--- DATA TO EXAMINE ---

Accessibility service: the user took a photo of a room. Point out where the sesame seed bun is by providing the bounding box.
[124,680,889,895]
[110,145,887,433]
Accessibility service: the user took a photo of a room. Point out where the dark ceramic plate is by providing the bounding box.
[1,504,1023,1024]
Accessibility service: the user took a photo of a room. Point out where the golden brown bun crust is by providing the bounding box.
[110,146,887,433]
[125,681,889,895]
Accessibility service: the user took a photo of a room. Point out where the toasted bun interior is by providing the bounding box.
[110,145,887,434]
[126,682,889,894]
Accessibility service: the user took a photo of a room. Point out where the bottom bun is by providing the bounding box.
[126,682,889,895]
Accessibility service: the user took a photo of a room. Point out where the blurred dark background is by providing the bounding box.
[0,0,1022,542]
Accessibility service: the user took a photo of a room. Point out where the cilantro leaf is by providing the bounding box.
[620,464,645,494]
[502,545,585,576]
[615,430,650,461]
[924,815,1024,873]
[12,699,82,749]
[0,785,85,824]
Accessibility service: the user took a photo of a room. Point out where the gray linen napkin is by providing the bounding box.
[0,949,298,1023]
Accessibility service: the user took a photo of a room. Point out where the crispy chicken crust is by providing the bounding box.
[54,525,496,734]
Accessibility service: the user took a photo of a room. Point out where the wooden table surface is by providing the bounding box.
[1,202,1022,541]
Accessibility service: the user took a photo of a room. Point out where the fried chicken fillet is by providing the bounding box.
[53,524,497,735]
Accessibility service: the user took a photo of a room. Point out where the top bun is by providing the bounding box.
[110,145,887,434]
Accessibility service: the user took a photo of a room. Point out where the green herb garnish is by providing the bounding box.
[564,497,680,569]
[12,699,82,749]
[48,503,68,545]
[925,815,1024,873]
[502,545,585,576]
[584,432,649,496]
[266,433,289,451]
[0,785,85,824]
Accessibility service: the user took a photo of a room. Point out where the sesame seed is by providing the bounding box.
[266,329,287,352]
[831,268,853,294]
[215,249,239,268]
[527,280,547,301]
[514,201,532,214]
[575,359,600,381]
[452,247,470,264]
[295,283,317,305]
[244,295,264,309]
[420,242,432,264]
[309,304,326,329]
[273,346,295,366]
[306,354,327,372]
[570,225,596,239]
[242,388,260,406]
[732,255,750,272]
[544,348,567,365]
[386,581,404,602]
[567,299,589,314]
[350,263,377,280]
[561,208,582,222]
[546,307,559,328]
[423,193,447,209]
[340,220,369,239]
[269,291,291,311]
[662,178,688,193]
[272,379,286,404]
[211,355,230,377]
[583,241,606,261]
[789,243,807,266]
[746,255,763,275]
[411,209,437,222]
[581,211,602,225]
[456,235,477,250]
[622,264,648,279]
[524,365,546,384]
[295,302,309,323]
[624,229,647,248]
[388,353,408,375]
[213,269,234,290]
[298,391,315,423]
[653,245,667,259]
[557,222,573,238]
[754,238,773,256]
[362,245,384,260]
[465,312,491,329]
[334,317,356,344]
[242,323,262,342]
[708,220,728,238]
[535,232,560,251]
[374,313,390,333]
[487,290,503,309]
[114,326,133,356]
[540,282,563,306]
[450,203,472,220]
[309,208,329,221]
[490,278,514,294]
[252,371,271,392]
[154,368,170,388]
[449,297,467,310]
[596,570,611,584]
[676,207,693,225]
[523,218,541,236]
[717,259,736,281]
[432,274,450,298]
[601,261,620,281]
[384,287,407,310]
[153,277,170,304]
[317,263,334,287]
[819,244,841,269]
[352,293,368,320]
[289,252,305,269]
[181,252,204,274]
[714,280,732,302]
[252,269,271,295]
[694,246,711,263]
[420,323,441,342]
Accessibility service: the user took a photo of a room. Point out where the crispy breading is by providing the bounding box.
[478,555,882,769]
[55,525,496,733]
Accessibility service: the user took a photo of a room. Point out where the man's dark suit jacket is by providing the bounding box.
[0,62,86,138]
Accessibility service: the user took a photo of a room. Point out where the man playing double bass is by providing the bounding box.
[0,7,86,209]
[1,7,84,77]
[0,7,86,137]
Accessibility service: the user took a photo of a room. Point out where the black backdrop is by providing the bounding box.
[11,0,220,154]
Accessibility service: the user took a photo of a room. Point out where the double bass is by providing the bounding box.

---

AIM OF THE TASK.
Could you repeat every record word for word?

SOLVED EXERCISE.
Accessibility service: the user took a photo of a room. Point out where the sesame seed bun is by providing the bounding box.
[124,680,889,895]
[110,145,887,433]
Accessibility service: the user took a photo of a room. Point out where the dark ceramic plate is by providing the bounding box.
[1,504,1023,1024]
Accessibility service: the user took a photo of a room. Point out where the golden brown bun crust is by providing the bounding box.
[110,146,887,433]
[125,681,889,895]
Accessibility service: the user took a photo of a room. Point out where the toasted bun interior is by providing the bounding box.
[110,145,887,434]
[126,682,889,894]
Accessibility service: the user took a photo of a room. Point out where the bottom bun is by providing the bounding box.
[126,682,889,895]
Accessibility service: the user took a photo of a room. Point out where the blurred dark background is by providing the bounding box.
[0,0,1022,542]
Accessibility service: the user took a photo of a room. Point out where the cilantro leaf is by providing the bounding box.
[620,464,645,494]
[502,545,585,576]
[615,430,650,461]
[924,815,1024,873]
[12,699,82,749]
[0,785,85,824]
Accessibility service: the user took a photo of a room. Point out where the gray linen napkin is by providing the bounding box.
[0,949,298,1023]
Accessibility service: the user took a photo of a room. Point out where the crispy chicken crust is by providing the bounding box.
[54,525,496,734]
Accessibility service: the user took a photo of a room. Point out where the wooden table surface is by providing the bounding box.
[1,202,1022,541]
Accessibility service: the user took a photo of a room. Point out where the fried chicken fillet is by providing the bounding box.
[53,524,497,735]
Accessibility service: the user took a photo of a room. Point out where the top bun is by providing the bounding box.
[110,145,887,434]
Accessibility service: the user took a photo of a room. Point out where the green herb garnish is by providing the bounding box.
[564,497,680,569]
[12,699,82,749]
[48,503,68,545]
[925,815,1024,873]
[502,545,585,576]
[584,432,649,496]
[266,433,289,451]
[0,785,85,824]
Accessibility service: the user took a photo of a room. Point out where the sesame seed is by providing the bounding box.
[266,329,287,352]
[831,268,853,294]
[215,249,239,268]
[527,280,547,301]
[514,201,532,214]
[575,359,600,381]
[452,247,470,264]
[295,283,317,305]
[244,295,264,309]
[420,242,432,264]
[309,304,326,329]
[273,346,295,366]
[306,354,327,372]
[570,225,596,239]
[242,388,260,406]
[732,255,750,272]
[544,348,567,365]
[386,581,404,602]
[567,299,589,314]
[350,263,377,280]
[561,208,582,222]
[546,307,559,328]
[423,193,447,209]
[340,220,369,239]
[269,291,291,311]
[662,178,688,193]
[272,379,286,404]
[211,355,230,377]
[583,241,606,261]
[789,243,807,266]
[746,255,763,275]
[411,209,437,222]
[581,211,602,225]
[456,235,477,250]
[622,264,648,279]
[524,365,546,384]
[295,302,309,323]
[624,229,647,248]
[388,353,408,375]
[213,269,234,290]
[298,391,315,423]
[653,245,667,259]
[557,222,573,238]
[754,238,773,256]
[362,245,384,260]
[465,312,491,329]
[334,317,356,344]
[242,323,262,342]
[708,220,728,238]
[535,232,560,251]
[374,313,390,333]
[487,290,503,309]
[114,326,133,356]
[540,282,563,306]
[450,203,472,220]
[309,208,329,221]
[490,278,514,294]
[252,371,271,392]
[154,368,170,388]
[449,297,467,310]
[596,570,611,584]
[676,207,693,225]
[523,218,541,236]
[717,259,736,281]
[432,274,450,298]
[601,261,620,281]
[384,287,407,310]
[153,277,170,304]
[317,263,334,287]
[819,244,841,269]
[352,293,368,320]
[289,252,305,269]
[181,252,204,274]
[714,280,732,302]
[252,269,271,295]
[694,246,711,263]
[420,323,441,342]
Accessibility service: the user took a photo of a room. Point out where the crispy breading is by providing the bounding box.
[478,555,882,769]
[55,525,496,733]
Accessibility service: the user took a photo of a room. Point out where the man's dark suit jacket is by providing the bounding box.
[0,62,86,138]
Accessibility service: the user took a photo of a room. Point out where the man playing double bass is by providing the bounding box.
[0,7,86,209]
[1,7,84,77]
[0,7,86,137]
Accessibility service: the user took a photo of a room. Point out where the black backdrop is by providing the bounding box.
[11,0,220,154]
Accessibility service: the user took a photo of a room. Point out where the double bass is by providing the bounding box.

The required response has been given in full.